↓

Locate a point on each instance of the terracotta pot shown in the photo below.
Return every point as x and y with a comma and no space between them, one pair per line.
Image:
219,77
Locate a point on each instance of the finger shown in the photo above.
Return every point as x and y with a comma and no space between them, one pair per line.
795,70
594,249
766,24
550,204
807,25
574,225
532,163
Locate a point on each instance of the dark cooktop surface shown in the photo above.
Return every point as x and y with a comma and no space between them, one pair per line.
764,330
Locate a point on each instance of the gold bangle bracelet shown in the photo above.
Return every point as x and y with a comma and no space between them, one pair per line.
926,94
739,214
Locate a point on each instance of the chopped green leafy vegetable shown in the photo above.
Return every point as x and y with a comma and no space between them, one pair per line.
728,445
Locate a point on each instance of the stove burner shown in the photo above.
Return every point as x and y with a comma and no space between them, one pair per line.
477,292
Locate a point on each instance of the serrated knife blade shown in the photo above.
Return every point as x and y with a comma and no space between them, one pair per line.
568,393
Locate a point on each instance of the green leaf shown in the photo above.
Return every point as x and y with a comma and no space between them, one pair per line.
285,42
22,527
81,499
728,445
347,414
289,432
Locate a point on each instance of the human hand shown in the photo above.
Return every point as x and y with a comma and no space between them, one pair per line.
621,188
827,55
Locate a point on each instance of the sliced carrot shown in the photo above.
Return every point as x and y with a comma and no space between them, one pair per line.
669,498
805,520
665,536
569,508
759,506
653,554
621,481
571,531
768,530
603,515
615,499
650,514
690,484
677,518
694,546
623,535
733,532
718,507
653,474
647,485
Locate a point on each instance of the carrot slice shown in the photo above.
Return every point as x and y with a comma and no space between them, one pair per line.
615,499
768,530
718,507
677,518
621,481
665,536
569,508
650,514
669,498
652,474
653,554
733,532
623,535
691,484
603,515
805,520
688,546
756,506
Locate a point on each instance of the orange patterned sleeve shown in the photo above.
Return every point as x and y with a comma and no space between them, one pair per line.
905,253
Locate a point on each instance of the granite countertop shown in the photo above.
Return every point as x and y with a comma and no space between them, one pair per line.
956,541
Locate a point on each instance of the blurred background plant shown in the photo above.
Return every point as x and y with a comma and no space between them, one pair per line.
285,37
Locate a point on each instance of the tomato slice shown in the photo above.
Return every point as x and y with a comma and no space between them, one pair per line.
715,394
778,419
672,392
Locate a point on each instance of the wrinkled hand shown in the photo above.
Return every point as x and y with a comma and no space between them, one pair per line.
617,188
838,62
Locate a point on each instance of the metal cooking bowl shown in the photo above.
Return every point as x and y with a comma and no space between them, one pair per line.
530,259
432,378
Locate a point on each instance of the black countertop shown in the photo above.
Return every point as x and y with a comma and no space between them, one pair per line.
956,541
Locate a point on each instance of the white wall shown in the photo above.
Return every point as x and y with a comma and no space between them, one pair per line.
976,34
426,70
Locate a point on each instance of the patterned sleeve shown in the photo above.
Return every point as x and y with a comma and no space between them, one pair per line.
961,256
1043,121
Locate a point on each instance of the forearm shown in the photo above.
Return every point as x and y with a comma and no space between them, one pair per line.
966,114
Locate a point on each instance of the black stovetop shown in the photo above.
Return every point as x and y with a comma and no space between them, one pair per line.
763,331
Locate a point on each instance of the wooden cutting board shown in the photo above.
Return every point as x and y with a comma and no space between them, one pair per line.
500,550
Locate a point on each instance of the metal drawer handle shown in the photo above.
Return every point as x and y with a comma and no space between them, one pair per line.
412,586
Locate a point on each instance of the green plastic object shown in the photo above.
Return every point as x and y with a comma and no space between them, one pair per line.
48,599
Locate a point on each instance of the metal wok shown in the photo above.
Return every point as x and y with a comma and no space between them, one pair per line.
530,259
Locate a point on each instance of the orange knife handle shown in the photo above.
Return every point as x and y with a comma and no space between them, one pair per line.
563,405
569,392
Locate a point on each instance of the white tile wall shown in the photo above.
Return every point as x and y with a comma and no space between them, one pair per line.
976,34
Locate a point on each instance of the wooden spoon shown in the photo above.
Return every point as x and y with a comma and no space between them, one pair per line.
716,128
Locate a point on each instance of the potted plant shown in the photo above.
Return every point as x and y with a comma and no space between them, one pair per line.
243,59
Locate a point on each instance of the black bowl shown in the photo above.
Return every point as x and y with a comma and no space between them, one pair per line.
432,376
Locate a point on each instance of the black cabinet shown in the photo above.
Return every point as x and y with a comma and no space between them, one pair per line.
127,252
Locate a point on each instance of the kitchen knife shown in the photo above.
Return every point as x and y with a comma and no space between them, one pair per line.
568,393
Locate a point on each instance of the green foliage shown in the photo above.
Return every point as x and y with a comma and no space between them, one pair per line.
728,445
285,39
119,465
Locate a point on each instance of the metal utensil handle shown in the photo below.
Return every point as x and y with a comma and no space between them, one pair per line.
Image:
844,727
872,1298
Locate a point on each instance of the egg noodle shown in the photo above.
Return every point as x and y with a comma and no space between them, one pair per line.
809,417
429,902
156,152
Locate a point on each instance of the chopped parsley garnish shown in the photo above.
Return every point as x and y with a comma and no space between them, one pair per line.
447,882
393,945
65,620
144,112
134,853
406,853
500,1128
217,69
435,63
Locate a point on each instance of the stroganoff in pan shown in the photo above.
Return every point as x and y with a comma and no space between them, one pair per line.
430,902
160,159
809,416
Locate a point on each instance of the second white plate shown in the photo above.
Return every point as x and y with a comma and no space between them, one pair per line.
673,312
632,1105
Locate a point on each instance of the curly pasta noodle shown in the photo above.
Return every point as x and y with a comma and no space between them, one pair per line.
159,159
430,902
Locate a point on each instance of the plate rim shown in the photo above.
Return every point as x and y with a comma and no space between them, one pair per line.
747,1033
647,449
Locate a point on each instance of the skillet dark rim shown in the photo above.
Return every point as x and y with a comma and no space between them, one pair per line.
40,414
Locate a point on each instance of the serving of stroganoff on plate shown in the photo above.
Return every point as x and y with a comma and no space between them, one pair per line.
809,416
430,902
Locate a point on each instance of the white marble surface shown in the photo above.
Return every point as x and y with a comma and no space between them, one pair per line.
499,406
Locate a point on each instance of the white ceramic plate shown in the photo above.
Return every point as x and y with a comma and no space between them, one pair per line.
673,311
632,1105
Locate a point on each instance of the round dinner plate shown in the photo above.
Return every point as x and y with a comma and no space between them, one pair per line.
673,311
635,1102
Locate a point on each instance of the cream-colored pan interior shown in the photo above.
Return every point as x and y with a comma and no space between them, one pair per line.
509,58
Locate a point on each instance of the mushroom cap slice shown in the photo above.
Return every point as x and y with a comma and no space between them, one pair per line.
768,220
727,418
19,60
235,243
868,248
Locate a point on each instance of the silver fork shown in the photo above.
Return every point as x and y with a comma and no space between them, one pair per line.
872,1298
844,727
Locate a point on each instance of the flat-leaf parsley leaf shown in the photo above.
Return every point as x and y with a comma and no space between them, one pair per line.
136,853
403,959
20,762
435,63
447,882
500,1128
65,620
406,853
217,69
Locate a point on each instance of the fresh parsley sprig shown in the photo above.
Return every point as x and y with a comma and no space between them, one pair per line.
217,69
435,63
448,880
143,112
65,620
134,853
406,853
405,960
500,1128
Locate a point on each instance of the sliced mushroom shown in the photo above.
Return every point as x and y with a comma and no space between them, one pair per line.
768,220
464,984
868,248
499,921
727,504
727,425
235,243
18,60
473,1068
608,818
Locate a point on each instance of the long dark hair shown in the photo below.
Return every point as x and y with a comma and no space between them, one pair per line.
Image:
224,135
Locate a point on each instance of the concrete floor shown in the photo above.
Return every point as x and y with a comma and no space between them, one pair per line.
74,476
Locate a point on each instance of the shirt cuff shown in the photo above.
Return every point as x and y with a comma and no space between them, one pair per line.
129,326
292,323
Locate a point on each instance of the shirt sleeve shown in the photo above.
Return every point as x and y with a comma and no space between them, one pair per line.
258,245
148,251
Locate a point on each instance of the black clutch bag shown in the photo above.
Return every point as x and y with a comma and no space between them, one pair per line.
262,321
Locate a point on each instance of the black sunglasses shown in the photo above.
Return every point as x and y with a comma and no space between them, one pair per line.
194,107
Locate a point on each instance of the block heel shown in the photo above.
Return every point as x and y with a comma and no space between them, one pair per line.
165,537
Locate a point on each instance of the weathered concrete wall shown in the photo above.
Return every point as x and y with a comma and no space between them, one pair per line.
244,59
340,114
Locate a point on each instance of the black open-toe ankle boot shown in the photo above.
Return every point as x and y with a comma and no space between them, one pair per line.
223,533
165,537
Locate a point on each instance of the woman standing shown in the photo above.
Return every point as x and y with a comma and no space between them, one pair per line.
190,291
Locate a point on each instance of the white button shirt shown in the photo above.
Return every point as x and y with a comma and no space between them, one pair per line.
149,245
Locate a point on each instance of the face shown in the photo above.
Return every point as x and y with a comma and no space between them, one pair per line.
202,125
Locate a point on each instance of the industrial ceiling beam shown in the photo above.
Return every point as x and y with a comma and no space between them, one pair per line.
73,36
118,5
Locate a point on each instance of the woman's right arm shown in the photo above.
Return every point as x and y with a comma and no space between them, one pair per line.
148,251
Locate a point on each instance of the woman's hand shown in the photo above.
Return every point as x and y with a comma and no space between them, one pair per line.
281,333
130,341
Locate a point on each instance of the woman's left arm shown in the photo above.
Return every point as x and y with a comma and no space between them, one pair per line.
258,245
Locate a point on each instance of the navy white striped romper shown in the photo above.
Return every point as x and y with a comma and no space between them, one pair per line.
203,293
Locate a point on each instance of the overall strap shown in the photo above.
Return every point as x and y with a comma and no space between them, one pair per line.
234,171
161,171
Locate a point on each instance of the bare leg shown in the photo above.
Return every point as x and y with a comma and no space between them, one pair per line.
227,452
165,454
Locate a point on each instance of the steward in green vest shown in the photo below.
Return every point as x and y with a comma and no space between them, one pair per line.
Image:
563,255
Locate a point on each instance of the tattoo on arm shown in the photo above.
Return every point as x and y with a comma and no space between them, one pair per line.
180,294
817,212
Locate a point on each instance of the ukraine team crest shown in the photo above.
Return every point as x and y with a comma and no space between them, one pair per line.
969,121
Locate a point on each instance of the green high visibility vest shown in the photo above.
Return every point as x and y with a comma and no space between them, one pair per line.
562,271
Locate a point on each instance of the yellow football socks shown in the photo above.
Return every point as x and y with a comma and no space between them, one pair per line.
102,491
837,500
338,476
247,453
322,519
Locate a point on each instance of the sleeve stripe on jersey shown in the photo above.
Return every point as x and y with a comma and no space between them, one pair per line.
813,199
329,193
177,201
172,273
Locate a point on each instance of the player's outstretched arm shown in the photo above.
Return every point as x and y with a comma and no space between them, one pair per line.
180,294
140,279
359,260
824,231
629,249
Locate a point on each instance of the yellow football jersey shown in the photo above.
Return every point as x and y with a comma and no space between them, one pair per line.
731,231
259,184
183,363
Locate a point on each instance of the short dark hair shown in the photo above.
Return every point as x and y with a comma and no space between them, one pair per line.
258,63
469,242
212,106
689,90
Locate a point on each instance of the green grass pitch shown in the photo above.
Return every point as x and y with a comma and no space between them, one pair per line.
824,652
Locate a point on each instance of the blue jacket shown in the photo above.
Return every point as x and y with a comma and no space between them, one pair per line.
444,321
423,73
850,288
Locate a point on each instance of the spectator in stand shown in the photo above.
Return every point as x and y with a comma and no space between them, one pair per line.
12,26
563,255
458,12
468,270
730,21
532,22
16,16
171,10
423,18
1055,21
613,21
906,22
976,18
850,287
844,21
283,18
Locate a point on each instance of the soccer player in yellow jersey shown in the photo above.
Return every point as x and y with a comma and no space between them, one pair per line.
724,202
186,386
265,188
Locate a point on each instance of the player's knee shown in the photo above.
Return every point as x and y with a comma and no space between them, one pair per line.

↑

Aim: Repeat exactly the lines starting at the line with "Locate a point on each instance of the yellow football socks" and ending with the final line of the entries. Include nothing else.

The response:
Locate a point on each instance of the yellow football socks shown in the photo above.
Return every point as x and y with a comma and no space between them, one pair per line.
102,491
837,500
338,476
247,453
322,519
Locate a point on each instance of the sleeve stripe on jersey shown in the photo above.
Return every point as x and y with a comma and no space between them, one pair per line.
813,199
329,193
177,201
172,273
Locate a point on each instance of the player's outstretched arm shown in the photo above.
Return every point as x and y with a comma and no space between them, one pair per line.
180,294
140,279
359,260
824,231
629,249
Locate a point on each instance of the yellow football jersey shown in the photo above.
Return every point as x and y with a comma and no space between them, one pair per line.
731,231
259,184
183,363
Locate a point on each instance of the short dark hair shown in the photo above.
Return every point as x and y with a comma and no space between them, one pair per line.
258,63
469,242
212,106
689,90
Locate a point on each instance of the green grass pitch shown in the photo above.
Return every point as x and y with a comma and no space between them, one pair per line.
824,652
Locate a point on each instance of the blue jacket shown in the photo above.
Return every point as x and y with a comma and no space between them, one pair per line.
444,321
423,73
850,288
Locate a point on each instance of the spectator in stand shown in the photo above.
Return every point as x and y with a comma and no space between them, one pair per line.
12,26
563,255
458,12
468,270
730,21
532,22
16,16
171,10
423,18
1055,21
613,21
906,22
976,18
850,287
844,21
283,18
Locate a point on each instance of the soccer player in yellow jersey shown in the photo above.
Return every point as x and y with a comma and no space between them, one pair per line.
724,202
186,386
265,188
Locate a point on each instance of the player's knee shown in the photo above.
Return every point as x and y with a comma and no space between them, one pair per line.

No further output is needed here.